Document segment:
Segment Open

RFK Jr. Has a Sinister Plot to Scrap the Covid Vaccine Next
The Trump administration reportedly plans to pull it from shelves within months.

The Covid vaccine could be off the shelves in a matter of months.
Despite the coronavirus shot saving millions of lives during the pandemic, the Trump administration is planning to nix nationwide access to the vaccine “within months,” a close associate of Health Secretary Robert F. Kennedy Jr. told the Daily Beast.
Dr. Aseem Malhotra, a British cardiologist who has repeatedly claimed, contrary to scientific evidence, that the vaccine has more ramifications than the disease it is intended to treat, told the Daily Beast that people around Kennedy “cannot understand” why the vaccine is still on the market. Malhotra noted that the administration intends to remove it from shelves even if it sows a “fear of chaos,” or sparks major legal consequences.
“It could [happen] in a number of stages, including learning more about the data,” said Malhotra. “But given the increased talk of vaccine injuries in the past few weeks among the administration, it could also come with one clean decision.”
The skepticism stems from a 2022 paper, published in the science journal Vaccine, that examined “serious adverse events” that occurred during clinical trials of Pfizer and Moderna mRNA Covid-19 vaccines. The widely dismissed study found that individuals who had gotten the jab were at a 16 percent higher risk of “excess serious adverse events” than those who did not.
Critics of the paper claimed that the researchers underestimated the benefits of the vaccine, overstated methodological risks, selectively chose data, and ignored the broader public health impacts of the vaccine.
It wouldn’t be the first vaccine that Kennedy has canceled on the grounds of his unscientific doubts. Earlier this month, the health secretary said his agency would divest $500 million from mRNA research, effectively axing 22 mRNA studies since—according to Kennedy—the vaccines “fail to protect” against “upper respiratory infections like COVID and flu.”
Instead, Kennedy said that his agency would shift the funding toward “safer, broader vaccine platforms that remain effective even as viruses mutate”—which apparently does not include the latest and greatest medical advances.

Segment Closed

Records shown:
Segment Open

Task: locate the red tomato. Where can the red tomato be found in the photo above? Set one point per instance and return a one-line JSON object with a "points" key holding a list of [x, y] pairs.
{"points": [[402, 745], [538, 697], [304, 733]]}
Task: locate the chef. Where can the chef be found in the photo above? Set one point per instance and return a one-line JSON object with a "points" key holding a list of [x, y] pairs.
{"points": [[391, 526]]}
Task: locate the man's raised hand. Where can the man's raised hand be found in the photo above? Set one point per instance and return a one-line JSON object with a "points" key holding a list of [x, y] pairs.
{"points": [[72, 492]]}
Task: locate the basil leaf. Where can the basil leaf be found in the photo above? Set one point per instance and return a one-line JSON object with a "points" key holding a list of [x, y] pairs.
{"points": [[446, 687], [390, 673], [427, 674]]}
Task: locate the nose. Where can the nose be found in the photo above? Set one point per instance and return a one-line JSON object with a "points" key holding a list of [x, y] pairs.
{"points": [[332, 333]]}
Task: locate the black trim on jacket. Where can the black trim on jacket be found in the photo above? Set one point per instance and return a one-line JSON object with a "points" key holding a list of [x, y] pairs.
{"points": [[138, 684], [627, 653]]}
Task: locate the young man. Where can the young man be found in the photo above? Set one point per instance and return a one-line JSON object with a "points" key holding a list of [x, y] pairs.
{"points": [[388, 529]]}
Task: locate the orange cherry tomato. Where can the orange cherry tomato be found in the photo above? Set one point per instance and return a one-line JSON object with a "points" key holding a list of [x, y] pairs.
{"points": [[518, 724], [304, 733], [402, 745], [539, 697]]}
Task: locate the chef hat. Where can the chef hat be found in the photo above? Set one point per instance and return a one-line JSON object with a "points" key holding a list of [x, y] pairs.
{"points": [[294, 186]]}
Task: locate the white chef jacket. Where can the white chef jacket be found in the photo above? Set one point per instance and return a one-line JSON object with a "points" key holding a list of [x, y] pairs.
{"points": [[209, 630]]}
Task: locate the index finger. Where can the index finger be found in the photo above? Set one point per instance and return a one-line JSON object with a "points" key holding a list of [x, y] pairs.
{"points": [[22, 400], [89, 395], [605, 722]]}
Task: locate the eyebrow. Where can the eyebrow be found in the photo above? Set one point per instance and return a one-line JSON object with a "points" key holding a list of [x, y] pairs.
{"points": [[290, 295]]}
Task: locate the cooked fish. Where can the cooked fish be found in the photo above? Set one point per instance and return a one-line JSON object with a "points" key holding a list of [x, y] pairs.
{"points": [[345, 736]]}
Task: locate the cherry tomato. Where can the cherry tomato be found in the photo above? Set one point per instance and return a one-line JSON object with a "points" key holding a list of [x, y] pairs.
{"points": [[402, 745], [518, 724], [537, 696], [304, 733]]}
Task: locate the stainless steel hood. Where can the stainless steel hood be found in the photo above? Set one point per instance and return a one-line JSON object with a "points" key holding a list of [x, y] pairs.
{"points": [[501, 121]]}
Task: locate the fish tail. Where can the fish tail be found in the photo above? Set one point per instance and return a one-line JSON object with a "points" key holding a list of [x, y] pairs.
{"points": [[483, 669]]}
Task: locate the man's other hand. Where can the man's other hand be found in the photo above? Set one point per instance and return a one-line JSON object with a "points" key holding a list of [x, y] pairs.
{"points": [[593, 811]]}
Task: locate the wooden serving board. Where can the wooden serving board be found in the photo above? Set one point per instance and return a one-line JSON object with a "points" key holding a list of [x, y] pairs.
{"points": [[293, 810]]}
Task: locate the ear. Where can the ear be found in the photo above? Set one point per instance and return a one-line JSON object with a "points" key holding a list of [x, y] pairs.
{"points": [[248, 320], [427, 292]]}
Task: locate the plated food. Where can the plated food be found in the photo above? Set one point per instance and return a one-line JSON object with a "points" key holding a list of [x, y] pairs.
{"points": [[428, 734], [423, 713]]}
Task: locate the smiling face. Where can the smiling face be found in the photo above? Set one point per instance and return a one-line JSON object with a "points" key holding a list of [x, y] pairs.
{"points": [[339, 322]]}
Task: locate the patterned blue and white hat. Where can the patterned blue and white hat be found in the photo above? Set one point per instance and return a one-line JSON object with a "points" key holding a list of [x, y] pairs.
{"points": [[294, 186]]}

Segment Closed

Exercise requirements:
1. In the Covid vaccine article, how much money did Kennedy say his agency would divest from mRNA research?
2. Rewrite the Covid vaccine article starting at "RFK Jr. Has" and ending at "matter of months.", with "shelves" changed to "pharmacy shelves".
3. Write the next part of the Covid vaccine article, picking up after its final sentence.

Outputs in order:
1. $500 million

2.
RFK Jr. Has a Sinister Plot to Scrap the Covid Vaccine Next
The Trump administration reportedly plans to pull it from pharmacy shelves within months.

The Covid vaccine could be off the pharmacy shelves in a matter of months.

3.
The problem with Kennedy’s approach is twofold: It will result in a sacrifice of time and money. Traditional vaccines injected a weakened or dead version of a virus, triggering the body’s immune response and the development of antibodies. Researching and developing these vaccines is a “lengthy and costly” process that becomes further complicated when researchers have to respond to mutations in the virus, according to Penn Medicine.
mRNA technology, meanwhile, employs a synthetic genetic code that instructs the body to produce proteins akin to the viral protein, training the body’s immune system without ever actually exposing the individual to the disease. Once the response is initiated, the synthetic genetic sequence breaks down in the body, according to Medline Plus. The result is a “plug-and-play” vaccine technology that offers rapid development times at a lower cost to traditional vaccines.
In the years since mRNA technology debuted on the U.S. market, biomedical researchers have also framed mRNA as a potential cancer treatment. But its sudden emergence in the U.S. prompted suspicion from anti-vaxxers, including Kennedy.
After Kennedy took the reins at HHS, he replaced independent medical experts on the Center for Disease Control and Prevention’s vaccine advisory panel with vaccine skeptics. He also warned against the use of the MMR vaccine during Texas’s historic measles outbreak, recommending that suffering patients instead take vitamins. And he founded his new directive for America’s health policy—the “Make America Healthy Again” report—on studies generated by AI that never existed in the real world.